### Problem to solve:
Reproduce all entries precisely as they are written.

################

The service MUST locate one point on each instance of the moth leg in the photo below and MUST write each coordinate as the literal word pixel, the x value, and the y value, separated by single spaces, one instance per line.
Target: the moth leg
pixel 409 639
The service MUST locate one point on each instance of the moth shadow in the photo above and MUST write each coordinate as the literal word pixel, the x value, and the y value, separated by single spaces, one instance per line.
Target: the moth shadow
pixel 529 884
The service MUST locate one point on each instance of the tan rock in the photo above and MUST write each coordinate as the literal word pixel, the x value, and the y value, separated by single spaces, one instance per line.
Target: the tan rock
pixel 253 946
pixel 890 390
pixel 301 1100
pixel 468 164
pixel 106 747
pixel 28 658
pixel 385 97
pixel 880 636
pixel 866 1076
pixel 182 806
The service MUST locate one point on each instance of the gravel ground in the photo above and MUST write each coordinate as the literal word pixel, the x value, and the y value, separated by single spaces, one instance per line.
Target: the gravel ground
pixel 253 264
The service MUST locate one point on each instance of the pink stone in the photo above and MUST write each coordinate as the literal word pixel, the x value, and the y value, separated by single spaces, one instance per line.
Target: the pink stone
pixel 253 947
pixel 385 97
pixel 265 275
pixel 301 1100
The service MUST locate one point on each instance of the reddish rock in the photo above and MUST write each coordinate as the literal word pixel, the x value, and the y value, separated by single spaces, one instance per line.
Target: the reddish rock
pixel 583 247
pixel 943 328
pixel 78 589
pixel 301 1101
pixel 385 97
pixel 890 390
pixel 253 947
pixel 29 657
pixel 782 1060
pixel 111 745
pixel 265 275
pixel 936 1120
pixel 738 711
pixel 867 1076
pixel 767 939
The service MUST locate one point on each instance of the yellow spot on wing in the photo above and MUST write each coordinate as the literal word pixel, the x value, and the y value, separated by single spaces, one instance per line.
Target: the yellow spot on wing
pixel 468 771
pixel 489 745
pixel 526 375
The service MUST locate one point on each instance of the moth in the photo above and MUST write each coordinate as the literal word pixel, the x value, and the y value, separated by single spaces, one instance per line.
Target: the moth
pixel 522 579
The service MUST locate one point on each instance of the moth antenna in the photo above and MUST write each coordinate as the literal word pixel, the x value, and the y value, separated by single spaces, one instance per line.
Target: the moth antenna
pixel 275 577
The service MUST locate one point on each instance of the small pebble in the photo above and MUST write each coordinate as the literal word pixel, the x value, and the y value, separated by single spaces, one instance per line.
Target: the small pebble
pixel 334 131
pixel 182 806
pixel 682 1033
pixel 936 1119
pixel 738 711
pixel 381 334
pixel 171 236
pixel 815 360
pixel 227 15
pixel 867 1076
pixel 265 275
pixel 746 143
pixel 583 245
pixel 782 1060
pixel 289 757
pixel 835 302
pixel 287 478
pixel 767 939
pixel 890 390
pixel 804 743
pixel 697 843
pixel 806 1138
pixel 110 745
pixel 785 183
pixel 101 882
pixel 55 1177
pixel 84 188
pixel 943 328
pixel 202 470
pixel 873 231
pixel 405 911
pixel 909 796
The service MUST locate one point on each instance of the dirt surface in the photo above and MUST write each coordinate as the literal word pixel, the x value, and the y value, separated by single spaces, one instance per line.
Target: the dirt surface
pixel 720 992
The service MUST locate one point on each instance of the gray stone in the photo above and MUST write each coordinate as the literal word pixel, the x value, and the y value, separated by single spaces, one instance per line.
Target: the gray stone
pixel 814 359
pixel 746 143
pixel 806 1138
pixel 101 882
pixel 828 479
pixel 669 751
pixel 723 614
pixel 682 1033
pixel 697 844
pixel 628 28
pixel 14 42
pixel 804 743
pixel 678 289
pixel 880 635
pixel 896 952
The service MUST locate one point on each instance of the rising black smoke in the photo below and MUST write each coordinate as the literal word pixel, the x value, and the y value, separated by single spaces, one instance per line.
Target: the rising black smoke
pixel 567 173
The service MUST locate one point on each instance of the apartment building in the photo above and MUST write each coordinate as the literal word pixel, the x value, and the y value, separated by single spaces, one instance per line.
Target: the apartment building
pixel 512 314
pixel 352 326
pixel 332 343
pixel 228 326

################

### Problem solution:
The service MUST locate one point on each instance of the moth leg in the photo below and MUST write each coordinate as the literal word pixel, the x value, and the y value, separated by single spaces, one instance per line.
Target: the moth leg
pixel 409 639
The service MUST locate one point on each instance of the moth shadow in the photo above and MUST write each coordinate as the literal word pixel, the x value, and the y value, separated by single spaces, one instance per line.
Target: the moth shadow
pixel 529 884
The service MUST locate one point on each instance of the tan rock in the photo above and MUST write each coordinate as the literal word pixel, the x value, and the y value, separated by single spaces, one instance per line.
Target: the tan rock
pixel 253 946
pixel 890 390
pixel 301 1100
pixel 468 164
pixel 106 747
pixel 28 658
pixel 385 97
pixel 880 636
pixel 866 1076
pixel 182 806
The service MUST locate one point on each instance of the gravel ground in the photo above and MUST write each coordinate as the literal word pixel, the x value, and the y value, separated by single spaces, one instance per line.
Target: the gravel ground
pixel 253 264
The service MUST locate one point on each instance of the pink stone in the photo above and MUST write each coordinate as the literal word pixel, the x value, and the y value, separated by single spaces, one instance per line.
Target: the pink stone
pixel 253 947
pixel 385 97
pixel 265 275
pixel 301 1100
The service MUST locate one point on each instance of the reddish rock in the photo above and MUST write each coordinate as the literal word pixel, the x value, and the y value, separated by single spaces, one instance per line.
Target: the reddish rock
pixel 583 247
pixel 943 328
pixel 78 589
pixel 301 1101
pixel 385 97
pixel 890 390
pixel 253 947
pixel 29 657
pixel 782 1060
pixel 111 745
pixel 265 275
pixel 936 1120
pixel 738 711
pixel 867 1076
pixel 767 939
The service MUST locate one point on each instance of the yellow spot on wing in the photo above and MUST write each coordinate as the literal word pixel, the x value, and the y value, separated by single spaces, one instance per line.
Target: the yellow spot on wing
pixel 468 771
pixel 489 745
pixel 526 375
The service MUST locate one point on each instance of the moth in the photo above and MUST write each coordinate as the literal word pixel, the x value, and the y value, separated by single spaces, one instance per line.
Target: the moth
pixel 522 579
The service MUST locate one point on each instance of the moth antenna in the photo above and MUST write each coordinate as the literal word pixel, the x value, and the y value, separated by single spaces, one instance per line.
Target: the moth antenna
pixel 275 577
The service MUST locate one point on each instance of the small pebble in the photo above and MUST write each coordinate as the literal word pixel, the x value, and the y value, separated by single spaces, one instance per line.
Target: the small pebble
pixel 334 131
pixel 182 806
pixel 682 1033
pixel 936 1119
pixel 738 711
pixel 381 334
pixel 171 236
pixel 815 360
pixel 227 15
pixel 867 1076
pixel 265 275
pixel 746 143
pixel 583 245
pixel 782 1060
pixel 289 757
pixel 835 302
pixel 287 478
pixel 767 939
pixel 890 390
pixel 804 743
pixel 697 843
pixel 806 1138
pixel 110 745
pixel 785 183
pixel 101 882
pixel 55 1177
pixel 84 188
pixel 943 328
pixel 202 470
pixel 873 231
pixel 405 911
pixel 909 796
The service MUST locate one point on each instance of the dirt surface in the photo above and MUST write each coordinate as the literal word pixel, the x value, and the y value, separated by single spaces, one instance per line.
Target: the dirt surface
pixel 720 992
The service MUST locate one point on each instance of the gray stone in the photo above and MUST write each coordinate as the literal word pixel, the x value, and the y value, separated by single spaces, one instance per line.
Target: the gray stone
pixel 814 359
pixel 746 143
pixel 806 1138
pixel 101 882
pixel 828 479
pixel 669 751
pixel 723 614
pixel 682 1033
pixel 697 844
pixel 628 28
pixel 14 42
pixel 804 743
pixel 678 289
pixel 880 635
pixel 896 952
The service MUST locate one point on each instance of the rising black smoke in the photo below and MUST write each coordinate as the literal word pixel, the x value, and the y value, separated by single spaces, one instance per line.
Target: the rising black smoke
pixel 567 173
The service MUST locate one point on each instance of the apartment building in the photo above and MUST write each coordinate as the literal word pixel, the x value, and the y value, separated by single spaces, one instance per line.
Target: the apartment building
pixel 512 314
pixel 352 326
pixel 332 343
pixel 228 326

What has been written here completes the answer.